Mission Statement: This blog reviews the news of the day in light of 242 years of American history. "Nationalism," a modern day pejorative, has been our country's politic throughout history, until 2008. Obama changed that narrative. Trump is seeking a return to our historical roots. Midknight Review supports this return to normality.
When you stop to think about it, the A Bomb was not a matter of choice.
Early in 1939, the world's scientific community discovered that German physicists had learned the secrets of splitting a uranium atom. Fears soon spread over the possibility of Nazi scientists utilizing that energy to produce a bomb capable of unspeakable destruction.
Scientists Albert Einstein, who fled Nazi persecution, and Enrico Fermi, who escaped Fascist Italy, were now living in the United States. They agreed that the President must be informed of the . . . . .
dangers of atomic technology in the hands of the Axis powers. Fermi traveled to Washington in March to express his concerns to government officials. But few shared his uneasiness.
Einstein penned a letter to President Roosevelt urging the development of an atomic research program later that year. Roosevelt saw neither the necessity nor the utility for such a project, but agreed to proceed slowly. In late 1941, the American effort to design and build an atomic bomb received its code name — the Manhattan Project. (text source: http://www.ushistory.org/us/51f.asp
Editor's notes: Because of the Germans, we had no choice but to build "the bomb." And in 1945, because of the Japs continued aggression, we had no choice but to drop the bomb . . . . . no choice if loosing thousands and thousands of our own soldiers in an invasion of Japan was the alternative.

------------------------------------

Directions:
a - According to the post, what code name did the American effort to build an atomic bomb receive in late 1941?
b - Print the part of the post that opens with the words containing "When you stop" and closes with "of the . . . . .".
The items have nothing to do with the post.

Supplied data:
------------------------------------

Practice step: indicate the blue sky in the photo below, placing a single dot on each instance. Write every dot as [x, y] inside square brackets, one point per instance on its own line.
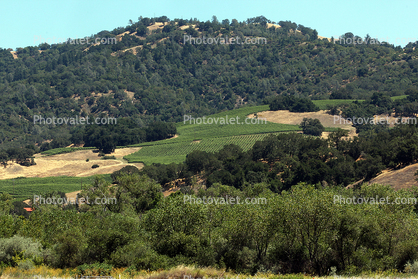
[25, 22]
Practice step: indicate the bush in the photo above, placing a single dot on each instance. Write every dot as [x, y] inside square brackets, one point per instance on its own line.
[97, 269]
[312, 127]
[17, 249]
[124, 170]
[411, 268]
[26, 265]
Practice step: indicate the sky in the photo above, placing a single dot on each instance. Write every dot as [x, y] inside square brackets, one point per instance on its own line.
[32, 22]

------------------------------------

Answers:
a - The Manhattan Project.

b -
When you stop to think about it, the A Bomb was not a matter of choice.
Early in 1939, the world's scientific community discovered that German physicists had learned the secrets of splitting a uranium atom. Fears soon spread over the possibility of Nazi scientists utilizing that energy to produce a bomb capable of unspeakable destruction.
Scientists Albert Einstein, who fled Nazi persecution, and Enrico Fermi, who escaped Fascist Italy, were now living in the United States. They agreed that the President must be informed of the . . . . .